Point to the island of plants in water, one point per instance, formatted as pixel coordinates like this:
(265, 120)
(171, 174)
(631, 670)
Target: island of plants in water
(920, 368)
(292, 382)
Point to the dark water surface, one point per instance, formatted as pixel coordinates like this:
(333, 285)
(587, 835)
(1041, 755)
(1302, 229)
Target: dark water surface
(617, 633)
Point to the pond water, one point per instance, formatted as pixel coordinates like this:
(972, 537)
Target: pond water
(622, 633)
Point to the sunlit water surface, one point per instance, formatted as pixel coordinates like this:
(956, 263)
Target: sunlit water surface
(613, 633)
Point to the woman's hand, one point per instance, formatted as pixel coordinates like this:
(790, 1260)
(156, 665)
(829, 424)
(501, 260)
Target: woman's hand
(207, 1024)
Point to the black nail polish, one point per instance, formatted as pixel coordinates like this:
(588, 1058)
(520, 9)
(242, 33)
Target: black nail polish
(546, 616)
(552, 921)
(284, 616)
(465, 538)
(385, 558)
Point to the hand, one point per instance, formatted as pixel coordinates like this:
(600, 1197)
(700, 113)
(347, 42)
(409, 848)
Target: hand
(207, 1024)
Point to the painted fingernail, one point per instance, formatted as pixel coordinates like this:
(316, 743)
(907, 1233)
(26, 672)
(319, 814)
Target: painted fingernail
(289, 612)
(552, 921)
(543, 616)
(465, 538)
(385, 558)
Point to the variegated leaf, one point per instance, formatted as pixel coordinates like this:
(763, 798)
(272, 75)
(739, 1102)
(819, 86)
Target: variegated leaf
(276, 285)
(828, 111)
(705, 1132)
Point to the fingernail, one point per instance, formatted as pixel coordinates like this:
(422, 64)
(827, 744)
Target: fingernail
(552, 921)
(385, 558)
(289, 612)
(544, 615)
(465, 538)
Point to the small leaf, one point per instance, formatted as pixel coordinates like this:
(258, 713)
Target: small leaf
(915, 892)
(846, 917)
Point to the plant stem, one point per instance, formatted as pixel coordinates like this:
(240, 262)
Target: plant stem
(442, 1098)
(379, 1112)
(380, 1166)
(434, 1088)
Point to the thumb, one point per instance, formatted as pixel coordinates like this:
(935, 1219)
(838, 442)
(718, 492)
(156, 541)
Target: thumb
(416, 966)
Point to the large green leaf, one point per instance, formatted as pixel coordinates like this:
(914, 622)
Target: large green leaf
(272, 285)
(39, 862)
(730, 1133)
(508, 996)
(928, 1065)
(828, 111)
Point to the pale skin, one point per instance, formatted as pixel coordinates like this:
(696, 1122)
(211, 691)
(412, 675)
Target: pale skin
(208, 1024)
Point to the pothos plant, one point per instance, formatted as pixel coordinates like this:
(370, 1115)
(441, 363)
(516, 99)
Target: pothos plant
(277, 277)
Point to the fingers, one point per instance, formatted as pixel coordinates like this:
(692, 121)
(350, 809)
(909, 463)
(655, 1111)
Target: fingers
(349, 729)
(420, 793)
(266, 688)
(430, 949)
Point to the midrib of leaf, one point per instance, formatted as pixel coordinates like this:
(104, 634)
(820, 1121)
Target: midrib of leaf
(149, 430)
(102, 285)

━━━━

- **Activity**
Restate the full data above, keeping each word intact.

- **Answer for this exercise**
Point to the island of plants in water, one point per instance, formatted as pixel coordinates like this:
(265, 120)
(171, 174)
(631, 670)
Target: island of plants in water
(920, 368)
(292, 382)
Point to the dark water surface, one point per instance, formatted as pixel coordinates like this:
(333, 285)
(587, 835)
(1041, 755)
(1302, 229)
Target: dark water surface
(617, 633)
Point to the pond water, one point per instance, formatted as pixel coordinates like this:
(972, 537)
Target: pond water
(622, 633)
Point to the sunlit water surface, one point per instance, formatted as pixel coordinates like this:
(956, 263)
Target: sunlit water surface
(613, 633)
Point to the woman's hand, one point per instance, formatted as pixel coordinates like this:
(790, 1260)
(156, 665)
(829, 424)
(501, 260)
Target: woman's hand
(207, 1024)
Point to the black nail polish, one point per instance, formatted as pixel coordinates like this:
(588, 1058)
(520, 9)
(242, 33)
Target: black nail polish
(546, 616)
(552, 921)
(284, 616)
(465, 538)
(385, 558)
Point to the hand, one point per instance, formatted as pixel coordinates like this:
(600, 1197)
(700, 113)
(347, 42)
(409, 848)
Target: hand
(207, 1024)
Point to the painted fingernail, one point per instance, formatted as pixel coordinates like this:
(316, 743)
(907, 1233)
(26, 672)
(319, 814)
Target: painted fingernail
(289, 612)
(552, 921)
(543, 616)
(465, 538)
(385, 558)
Point to the variegated leaf, one point per instance, formatted as pixel coordinates like this:
(763, 798)
(272, 75)
(739, 1102)
(819, 86)
Target: variegated leaf
(276, 285)
(828, 111)
(705, 1132)
Point to the fingernail, one point per instance, formatted as pixel coordinates like this:
(422, 64)
(827, 744)
Target: fingernail
(552, 921)
(385, 558)
(289, 612)
(544, 615)
(465, 538)
Point to the small leaf, one point per instance, formatted as pixel coordinates like this:
(258, 713)
Target: small leaf
(915, 892)
(846, 917)
Point to the plant stem, one point per instance, formatted as pixel coordinates like this:
(240, 262)
Target: plant stem
(442, 1098)
(379, 1112)
(380, 1166)
(434, 1088)
Point to the thumb, one point per instance, formatted as pixel coordinates like this:
(935, 1219)
(838, 442)
(718, 492)
(156, 541)
Target: thumb
(416, 966)
Point to the large green leaf, one point per instance, formatted as pixel coordinates like this:
(914, 622)
Target: large green leaf
(272, 285)
(39, 862)
(730, 1133)
(508, 996)
(928, 1065)
(828, 111)
Point to the pale skin, one point per instance, formatted as pixel coordinates like this:
(696, 1122)
(211, 691)
(412, 675)
Target: pale skin
(208, 1024)
Point to the pothos plant, one point per instance, formatted as pixel coordinates like this:
(370, 1115)
(441, 363)
(516, 99)
Target: pothos plant
(277, 277)
Point to the fingers, one point per instance, formatted as pixel coordinates like this:
(692, 121)
(350, 809)
(909, 463)
(655, 1111)
Target: fingers
(349, 729)
(420, 793)
(266, 688)
(430, 949)
Point to the midrib of leaf, one point per instance, formatted as pixel coordinates like this:
(104, 634)
(820, 1121)
Target: midrib of leaf
(149, 430)
(102, 285)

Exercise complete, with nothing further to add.